## WORK INSTRUCTIONS
Nothing in the data is to be left out; copy it exactly.

## DATASET RECORDS
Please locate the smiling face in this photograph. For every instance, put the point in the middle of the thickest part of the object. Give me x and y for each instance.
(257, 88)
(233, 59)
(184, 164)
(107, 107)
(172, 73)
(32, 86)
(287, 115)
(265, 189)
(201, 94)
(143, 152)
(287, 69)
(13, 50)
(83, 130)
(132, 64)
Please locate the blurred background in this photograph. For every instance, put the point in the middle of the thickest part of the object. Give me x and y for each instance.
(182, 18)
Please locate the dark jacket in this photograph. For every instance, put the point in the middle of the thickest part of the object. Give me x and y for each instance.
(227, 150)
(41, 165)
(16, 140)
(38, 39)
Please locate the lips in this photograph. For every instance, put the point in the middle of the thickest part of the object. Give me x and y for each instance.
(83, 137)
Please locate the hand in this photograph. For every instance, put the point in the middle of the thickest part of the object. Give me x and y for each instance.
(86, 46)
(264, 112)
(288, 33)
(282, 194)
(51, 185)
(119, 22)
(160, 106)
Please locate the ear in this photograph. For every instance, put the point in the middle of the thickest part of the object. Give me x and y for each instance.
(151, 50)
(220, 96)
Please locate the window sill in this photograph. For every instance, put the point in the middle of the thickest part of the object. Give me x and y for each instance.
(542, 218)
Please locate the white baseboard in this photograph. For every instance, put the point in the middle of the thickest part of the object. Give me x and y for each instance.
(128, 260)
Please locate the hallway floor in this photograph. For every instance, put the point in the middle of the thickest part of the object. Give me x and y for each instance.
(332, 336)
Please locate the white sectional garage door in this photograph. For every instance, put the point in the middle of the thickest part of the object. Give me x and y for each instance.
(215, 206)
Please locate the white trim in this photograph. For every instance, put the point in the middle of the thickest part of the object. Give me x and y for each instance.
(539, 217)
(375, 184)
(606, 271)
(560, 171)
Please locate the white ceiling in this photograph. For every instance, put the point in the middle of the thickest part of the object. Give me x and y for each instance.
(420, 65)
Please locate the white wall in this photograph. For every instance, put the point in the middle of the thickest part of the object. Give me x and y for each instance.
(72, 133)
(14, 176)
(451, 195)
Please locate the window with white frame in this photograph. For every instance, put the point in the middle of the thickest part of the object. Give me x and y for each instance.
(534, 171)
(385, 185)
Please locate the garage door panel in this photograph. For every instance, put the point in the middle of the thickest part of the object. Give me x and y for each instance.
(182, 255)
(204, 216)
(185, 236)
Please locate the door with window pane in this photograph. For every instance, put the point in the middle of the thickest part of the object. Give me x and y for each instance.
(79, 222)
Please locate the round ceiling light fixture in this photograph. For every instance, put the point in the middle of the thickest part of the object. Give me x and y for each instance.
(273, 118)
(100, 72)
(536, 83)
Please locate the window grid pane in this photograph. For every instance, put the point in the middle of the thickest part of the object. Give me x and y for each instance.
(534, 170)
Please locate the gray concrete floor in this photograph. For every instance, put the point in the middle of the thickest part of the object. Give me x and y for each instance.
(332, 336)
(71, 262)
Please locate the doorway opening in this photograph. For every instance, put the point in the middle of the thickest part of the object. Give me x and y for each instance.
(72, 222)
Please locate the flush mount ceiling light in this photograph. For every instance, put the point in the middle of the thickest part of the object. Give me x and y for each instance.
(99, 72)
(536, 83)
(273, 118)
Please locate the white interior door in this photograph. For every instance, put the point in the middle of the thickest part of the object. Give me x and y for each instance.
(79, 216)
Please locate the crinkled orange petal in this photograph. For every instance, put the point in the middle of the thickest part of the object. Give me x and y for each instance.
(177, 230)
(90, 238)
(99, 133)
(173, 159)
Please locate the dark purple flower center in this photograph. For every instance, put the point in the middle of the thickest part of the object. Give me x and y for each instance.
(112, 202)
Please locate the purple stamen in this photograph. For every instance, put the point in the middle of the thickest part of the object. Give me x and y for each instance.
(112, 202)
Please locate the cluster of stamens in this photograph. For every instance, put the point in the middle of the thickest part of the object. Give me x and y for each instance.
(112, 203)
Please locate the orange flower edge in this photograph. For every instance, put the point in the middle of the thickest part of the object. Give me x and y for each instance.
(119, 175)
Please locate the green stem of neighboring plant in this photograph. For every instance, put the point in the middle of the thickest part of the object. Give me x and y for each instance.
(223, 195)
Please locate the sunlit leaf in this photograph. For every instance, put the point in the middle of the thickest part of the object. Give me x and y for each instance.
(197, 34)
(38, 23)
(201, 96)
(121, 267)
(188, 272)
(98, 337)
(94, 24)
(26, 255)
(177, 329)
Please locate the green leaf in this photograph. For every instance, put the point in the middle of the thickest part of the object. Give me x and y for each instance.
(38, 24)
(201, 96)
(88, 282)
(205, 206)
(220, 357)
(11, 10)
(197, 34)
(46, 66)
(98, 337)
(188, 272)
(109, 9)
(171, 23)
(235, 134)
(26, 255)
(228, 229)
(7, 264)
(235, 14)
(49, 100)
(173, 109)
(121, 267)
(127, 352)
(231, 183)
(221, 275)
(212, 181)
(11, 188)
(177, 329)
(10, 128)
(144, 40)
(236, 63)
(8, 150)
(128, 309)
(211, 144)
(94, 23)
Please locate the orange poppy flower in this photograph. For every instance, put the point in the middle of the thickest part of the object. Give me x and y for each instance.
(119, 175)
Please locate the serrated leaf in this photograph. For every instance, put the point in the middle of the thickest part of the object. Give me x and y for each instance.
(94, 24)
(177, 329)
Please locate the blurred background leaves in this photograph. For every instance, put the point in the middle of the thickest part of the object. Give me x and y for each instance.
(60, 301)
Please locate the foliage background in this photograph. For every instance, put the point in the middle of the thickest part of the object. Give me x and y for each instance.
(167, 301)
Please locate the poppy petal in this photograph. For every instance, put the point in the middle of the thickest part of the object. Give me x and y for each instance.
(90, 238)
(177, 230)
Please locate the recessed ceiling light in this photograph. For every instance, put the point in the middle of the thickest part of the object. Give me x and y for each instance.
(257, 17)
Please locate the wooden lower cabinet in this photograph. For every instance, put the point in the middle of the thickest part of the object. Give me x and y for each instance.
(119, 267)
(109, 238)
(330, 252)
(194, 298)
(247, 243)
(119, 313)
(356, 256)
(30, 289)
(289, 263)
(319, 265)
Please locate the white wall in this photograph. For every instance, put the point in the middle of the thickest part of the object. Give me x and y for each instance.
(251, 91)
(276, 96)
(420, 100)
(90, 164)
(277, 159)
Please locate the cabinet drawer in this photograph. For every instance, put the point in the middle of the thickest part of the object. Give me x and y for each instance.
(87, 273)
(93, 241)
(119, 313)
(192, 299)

## EXERCISE RESULT
Please locate the smiling face in this photograph. For every instance, put the point in the middle of the thickest part of the object. Give me x and y for each instance.
(257, 88)
(233, 59)
(184, 164)
(107, 107)
(172, 73)
(32, 86)
(287, 115)
(265, 189)
(201, 94)
(143, 152)
(287, 69)
(13, 50)
(83, 130)
(132, 64)
Please locate the blurred background in this photograph. For every instance, put the point in the middle of the thickest part of the object. Give me x and y for each instance.
(182, 18)
Please locate the dark jacket in this photograph. For every instance, put the point in the middle of the thickest part of the object. Give me x and y for each instance.
(227, 150)
(41, 165)
(16, 140)
(38, 39)
Please locate the lips in this photograph. For every instance, put the point in the middle of the thickest part of the object. Give me x and y for each instance.
(83, 137)
Please locate the hand in this photograph. For every instance, put the point in the middle of the thickest part of the object. Give me x and y for each instance.
(86, 46)
(264, 112)
(288, 33)
(282, 194)
(51, 185)
(119, 22)
(160, 106)
Please locate the ear in this photograph. For every instance, put the point in the middle of the thickest part of the object. Give me x and y for each instance.
(151, 50)
(220, 96)
Please locate the window sill in this photograph. For every instance, put the point in the middle of the thickest part of the object. Give me x and y for each instance.
(542, 218)
Please locate the white baseboard in this photograph. For every instance, put the point in the middle of the thickest part of the object. Give me x and y for each instance.
(128, 260)
Please locate the hallway floor in this photograph. For every instance, put the point in the middle of the thickest part of the object. Give me x and y for each instance.
(332, 336)
Please locate the white sectional garage door in this photograph. For every instance, put the point in the middle of the thickest part of the object. Give me x and y for each instance.
(215, 206)
Please locate the white trim in this photograph. For every instance, put the point in the middle of the thickest part of the object. Give me x and y for each instance.
(539, 217)
(375, 184)
(606, 271)
(560, 171)
Please locate the white ceiling in this photograph. For every instance, put the point in the middle of the thickest part of the object. Give me x and y for each instance.
(420, 65)
Please locate the white wall in this photograph. For every instance, put the point in the middle of the thickest part of the object. Give me x and y for each instance.
(72, 133)
(14, 176)
(451, 195)
Please locate the window with white frame in this photograph. For every instance, put the point in the middle of the thickest part of the object. Give me x and y for each instance.
(534, 171)
(385, 185)
Please locate the garage door panel in this photograph. For every instance, put the point in the middle of the thickest part of the object. Give me x and y for each instance.
(182, 255)
(204, 216)
(185, 236)
Please locate the door with window pane in this photograph. For every instance, put the point in the middle of the thickest part of the object. Give me x and y for each instance.
(79, 222)
Please locate the round ceiling light fixture in this photograph. For every instance, put the point in the middle of the thickest part of the object. Give me x and y for each instance.
(273, 118)
(100, 72)
(536, 83)
Please locate the window grid pane in this photograph. For every instance, put the point in the middle of the thickest part of the object. Give me x and y for each instance.
(534, 170)
Please locate the gray concrete floor in this photograph. For every instance, put the point in the middle of the thickest part of the object. Give me x and y for each instance.
(332, 336)
(71, 262)
Please locate the doorway opening in this photograph. For every instance, put the point in the middle of the thickest part of the object. Give me x and y for each instance.
(72, 222)
Please locate the flush mount ceiling light in this photograph. For every instance, put the point in the middle of the thickest part of the object. Give me x and y for each instance.
(99, 72)
(536, 83)
(273, 118)
Please locate the white interior door in this photograph. For every instance, put the point in the middle of the thickest part of the object. Give me x and y for each instance.
(79, 216)
Please locate the crinkled orange petal in this photograph. For every instance, put the point in the middle of the thickest part of the object. Give me x and y for each instance.
(177, 230)
(90, 238)
(99, 133)
(173, 159)
Please locate the dark purple flower center in this photograph. For every instance, put the point in the middle of the thickest part of the object. Give me x and y for each instance.
(112, 202)
Please locate the purple stamen in this photograph. For every instance, put the point in the middle of the thickest part of the object. Give me x and y for each instance.
(112, 202)
Please locate the cluster of stamens in this photograph. For every instance, put the point in the middle of the thickest part of the object. Give me x and y for each instance.
(112, 203)
Please locate the orange flower edge in this photograph. For every instance, put the point in the middle of the thickest part of the object. Give me x and y for each instance.
(119, 175)
Please locate the green stem of neighboring plant in this photograph. For every instance, put the point in the middle of the thickest part of the object. Give me x and y for each instance.
(223, 195)
Please locate the sunlit leaf in this photograph. For every instance, put the point in the middle of the thickest part of the object. Give me x and y for each instance.
(197, 34)
(38, 23)
(201, 96)
(121, 267)
(188, 272)
(98, 337)
(94, 24)
(26, 255)
(177, 329)
Please locate the green leaf in this photograph. For every instance, put the point in the middle of the thickest part of the object. Give me x and y for each instance.
(38, 24)
(201, 96)
(88, 282)
(205, 206)
(220, 357)
(11, 10)
(197, 34)
(46, 66)
(98, 337)
(188, 272)
(109, 9)
(171, 23)
(235, 134)
(26, 255)
(228, 229)
(7, 264)
(235, 14)
(49, 100)
(173, 109)
(121, 267)
(127, 352)
(231, 183)
(221, 275)
(212, 181)
(11, 188)
(177, 329)
(10, 128)
(144, 40)
(236, 63)
(8, 150)
(128, 309)
(211, 144)
(94, 23)
Please locate the orange poppy flower in this photograph. For every instance, put the point in the middle of the thickest part of the object. Give me x and y for each instance.
(119, 175)
Please locate the serrated leaf in this photograph. For every instance, put the point in the middle of the thickest part of the object. Give me x and y for each instance.
(94, 24)
(177, 329)
Please locate the blurred background leaves in this photograph. For every instance, put the point in the middle of the thickest part of the object. Give me x and y for each instance.
(60, 301)
Please locate the foliage background in this photograph. For every instance, put the point in the middle of the thickest part of the object. Give me x and y for each instance.
(167, 301)
Please locate the poppy petal in this photograph. For every instance, put the point in the middle of the thickest part of the object. Give me x and y for each instance.
(90, 238)
(177, 230)
Please locate the recessed ceiling light in this photograph. For every instance, put the point in the middle of the thickest part of the object. Give me x and y for each instance.
(257, 17)
Please locate the wooden lower cabinet in this photograph. For every instance, put the point in the middle of the thickest part of the object. Give me x and y for each instance.
(119, 267)
(109, 238)
(330, 252)
(194, 298)
(247, 243)
(119, 313)
(356, 256)
(30, 289)
(289, 263)
(319, 265)
Please locate the white wall in this photograph. For every instance, put the point in the middle of the thickest part of the object. Give me x and y for each instance.
(251, 91)
(276, 96)
(420, 100)
(90, 164)
(277, 159)
Please locate the cabinet drawer in this photograph. For every instance, put the point in the middle of the thickest part of the object. Give me x and y for each instance.
(87, 273)
(93, 241)
(119, 313)
(192, 299)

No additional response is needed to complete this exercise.